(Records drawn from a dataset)
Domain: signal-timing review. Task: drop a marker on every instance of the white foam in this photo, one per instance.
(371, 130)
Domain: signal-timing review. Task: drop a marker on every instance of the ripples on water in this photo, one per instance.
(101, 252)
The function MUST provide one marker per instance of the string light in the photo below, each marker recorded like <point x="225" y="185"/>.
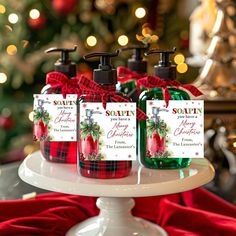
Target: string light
<point x="3" y="78"/>
<point x="11" y="50"/>
<point x="13" y="18"/>
<point x="2" y="9"/>
<point x="31" y="116"/>
<point x="213" y="93"/>
<point x="91" y="41"/>
<point x="140" y="12"/>
<point x="123" y="40"/>
<point x="179" y="58"/>
<point x="28" y="149"/>
<point x="182" y="68"/>
<point x="34" y="14"/>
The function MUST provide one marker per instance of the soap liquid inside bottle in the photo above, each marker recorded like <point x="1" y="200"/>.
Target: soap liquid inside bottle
<point x="158" y="163"/>
<point x="55" y="151"/>
<point x="101" y="169"/>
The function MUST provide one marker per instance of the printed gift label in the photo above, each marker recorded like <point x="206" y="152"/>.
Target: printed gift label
<point x="107" y="134"/>
<point x="55" y="118"/>
<point x="176" y="131"/>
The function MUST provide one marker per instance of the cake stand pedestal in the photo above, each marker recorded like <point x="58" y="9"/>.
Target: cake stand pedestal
<point x="115" y="200"/>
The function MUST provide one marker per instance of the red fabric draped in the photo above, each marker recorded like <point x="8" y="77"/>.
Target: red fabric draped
<point x="193" y="213"/>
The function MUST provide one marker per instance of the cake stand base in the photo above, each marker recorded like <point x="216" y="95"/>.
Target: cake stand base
<point x="115" y="219"/>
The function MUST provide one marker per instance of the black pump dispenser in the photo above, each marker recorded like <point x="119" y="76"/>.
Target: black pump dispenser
<point x="136" y="62"/>
<point x="105" y="74"/>
<point x="64" y="64"/>
<point x="164" y="70"/>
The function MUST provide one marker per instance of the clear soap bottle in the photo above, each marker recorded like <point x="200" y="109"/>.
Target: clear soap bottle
<point x="151" y="145"/>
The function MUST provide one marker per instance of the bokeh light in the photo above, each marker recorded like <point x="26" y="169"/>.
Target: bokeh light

* **EXERCISE OBJECTIVE**
All pictures are to be skipped; the lines from the first line of the records through the line containing "The function MUST provide one marker per instance of the red" are to be repeated exactly, both ends included.

* **COMPLETED EXERCISE**
Domain: signal-timing review. Task: drop a marker on every instance of the white foam in this photo, one per instance.
(371, 130)
Domain: signal-timing review. Task: drop a marker on every instance of the ripples on water in this photo, one per instance.
(101, 252)
The function MUST provide one marker per instance of the string light in the photo below, each marker recorded like <point x="225" y="185"/>.
Target: string light
<point x="3" y="78"/>
<point x="11" y="50"/>
<point x="13" y="18"/>
<point x="2" y="9"/>
<point x="31" y="116"/>
<point x="213" y="93"/>
<point x="91" y="41"/>
<point x="140" y="12"/>
<point x="123" y="40"/>
<point x="179" y="58"/>
<point x="28" y="149"/>
<point x="182" y="68"/>
<point x="34" y="14"/>
The function MUST provide one marker per instance of the soap liquid inside bottle in the photo above, each marker recorded like <point x="1" y="200"/>.
Target: soap liquid inside bottle
<point x="158" y="163"/>
<point x="55" y="151"/>
<point x="101" y="169"/>
The function MUST provide one marker per instance of the printed gift label in the photo above, each marker recorded like <point x="206" y="152"/>.
Target: printed gift label
<point x="107" y="134"/>
<point x="55" y="118"/>
<point x="176" y="131"/>
The function MUST provide one marker per instance of the cake stand pedestal in the photo above, each marker recorded like <point x="58" y="9"/>.
Target: cake stand pedestal
<point x="115" y="200"/>
The function MUST provide one marker per instance of the red fabric draped in the photo above, each marker recorded like <point x="8" y="77"/>.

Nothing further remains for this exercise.